## RECORDED INFORMATION
*** Begin section ***

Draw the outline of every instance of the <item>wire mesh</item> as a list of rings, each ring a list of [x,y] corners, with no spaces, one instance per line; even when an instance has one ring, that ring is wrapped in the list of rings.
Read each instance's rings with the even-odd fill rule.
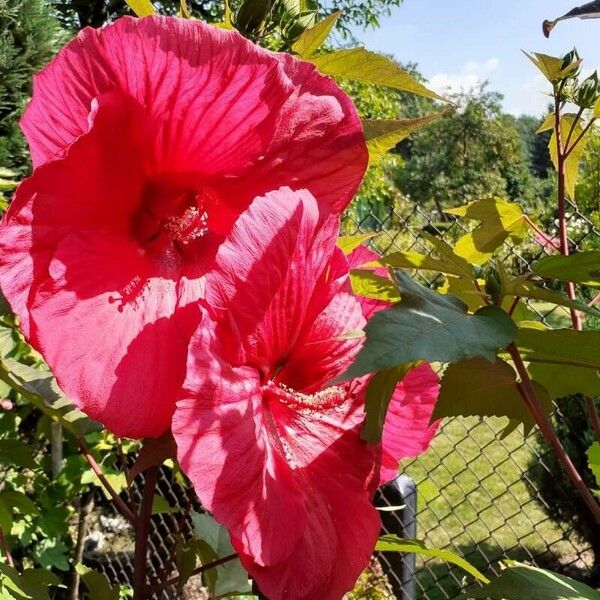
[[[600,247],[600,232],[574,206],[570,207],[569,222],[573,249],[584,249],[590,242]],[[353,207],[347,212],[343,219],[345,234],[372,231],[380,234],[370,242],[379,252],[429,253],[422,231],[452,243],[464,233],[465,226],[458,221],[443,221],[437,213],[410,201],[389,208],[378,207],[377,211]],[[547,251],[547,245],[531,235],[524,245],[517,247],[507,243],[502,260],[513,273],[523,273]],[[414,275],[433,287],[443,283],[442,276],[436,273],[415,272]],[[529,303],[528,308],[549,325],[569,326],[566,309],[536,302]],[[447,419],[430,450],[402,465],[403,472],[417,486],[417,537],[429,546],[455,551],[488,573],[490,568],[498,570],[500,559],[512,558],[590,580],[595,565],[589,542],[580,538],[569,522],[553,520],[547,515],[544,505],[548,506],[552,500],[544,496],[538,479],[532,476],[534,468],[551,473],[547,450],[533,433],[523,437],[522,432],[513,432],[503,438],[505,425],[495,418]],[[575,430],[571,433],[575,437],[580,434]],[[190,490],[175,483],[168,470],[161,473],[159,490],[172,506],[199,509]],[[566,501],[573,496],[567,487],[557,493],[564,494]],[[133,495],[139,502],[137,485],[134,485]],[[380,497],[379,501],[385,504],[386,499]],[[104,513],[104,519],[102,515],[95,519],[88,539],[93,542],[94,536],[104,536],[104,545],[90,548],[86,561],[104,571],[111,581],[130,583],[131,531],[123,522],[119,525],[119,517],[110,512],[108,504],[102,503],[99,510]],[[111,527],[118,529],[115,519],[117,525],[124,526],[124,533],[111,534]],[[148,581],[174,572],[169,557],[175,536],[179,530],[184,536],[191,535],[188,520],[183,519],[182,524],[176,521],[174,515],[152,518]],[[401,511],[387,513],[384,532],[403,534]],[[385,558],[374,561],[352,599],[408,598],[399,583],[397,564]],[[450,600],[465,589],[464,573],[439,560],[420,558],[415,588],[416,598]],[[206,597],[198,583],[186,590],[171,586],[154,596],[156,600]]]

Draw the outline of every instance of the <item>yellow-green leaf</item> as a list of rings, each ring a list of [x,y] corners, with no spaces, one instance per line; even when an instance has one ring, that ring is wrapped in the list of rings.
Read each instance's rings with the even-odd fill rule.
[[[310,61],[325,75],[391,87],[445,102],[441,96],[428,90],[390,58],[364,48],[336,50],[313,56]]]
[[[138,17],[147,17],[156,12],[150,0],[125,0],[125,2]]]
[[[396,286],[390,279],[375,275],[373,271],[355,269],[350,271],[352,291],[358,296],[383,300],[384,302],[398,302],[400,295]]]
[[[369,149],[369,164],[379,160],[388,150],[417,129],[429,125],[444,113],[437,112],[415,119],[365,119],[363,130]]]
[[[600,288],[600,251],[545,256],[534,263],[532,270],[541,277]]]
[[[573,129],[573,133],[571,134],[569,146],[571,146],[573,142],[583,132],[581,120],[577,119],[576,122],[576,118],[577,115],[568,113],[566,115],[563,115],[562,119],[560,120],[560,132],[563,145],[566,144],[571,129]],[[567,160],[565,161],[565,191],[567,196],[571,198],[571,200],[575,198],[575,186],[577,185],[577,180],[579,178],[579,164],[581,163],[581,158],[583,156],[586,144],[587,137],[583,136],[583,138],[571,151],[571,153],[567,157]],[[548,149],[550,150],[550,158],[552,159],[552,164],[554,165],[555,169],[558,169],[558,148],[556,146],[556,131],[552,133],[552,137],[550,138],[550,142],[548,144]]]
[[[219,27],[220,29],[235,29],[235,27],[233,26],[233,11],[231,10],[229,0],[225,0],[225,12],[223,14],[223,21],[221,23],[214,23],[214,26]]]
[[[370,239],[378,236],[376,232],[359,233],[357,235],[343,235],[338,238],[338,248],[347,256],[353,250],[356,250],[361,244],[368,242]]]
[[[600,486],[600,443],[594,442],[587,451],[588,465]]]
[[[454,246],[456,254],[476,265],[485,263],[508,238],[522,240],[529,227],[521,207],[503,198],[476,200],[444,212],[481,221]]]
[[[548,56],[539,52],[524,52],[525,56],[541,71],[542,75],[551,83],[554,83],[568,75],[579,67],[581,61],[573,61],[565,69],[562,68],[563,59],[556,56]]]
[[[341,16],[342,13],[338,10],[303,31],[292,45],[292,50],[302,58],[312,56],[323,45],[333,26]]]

*** End section ***

## ABOUT THIS TASK
Work out how many lines of the listing above include "wrapped". Answer with the number and nothing more.

## EXERCISE RESULT
2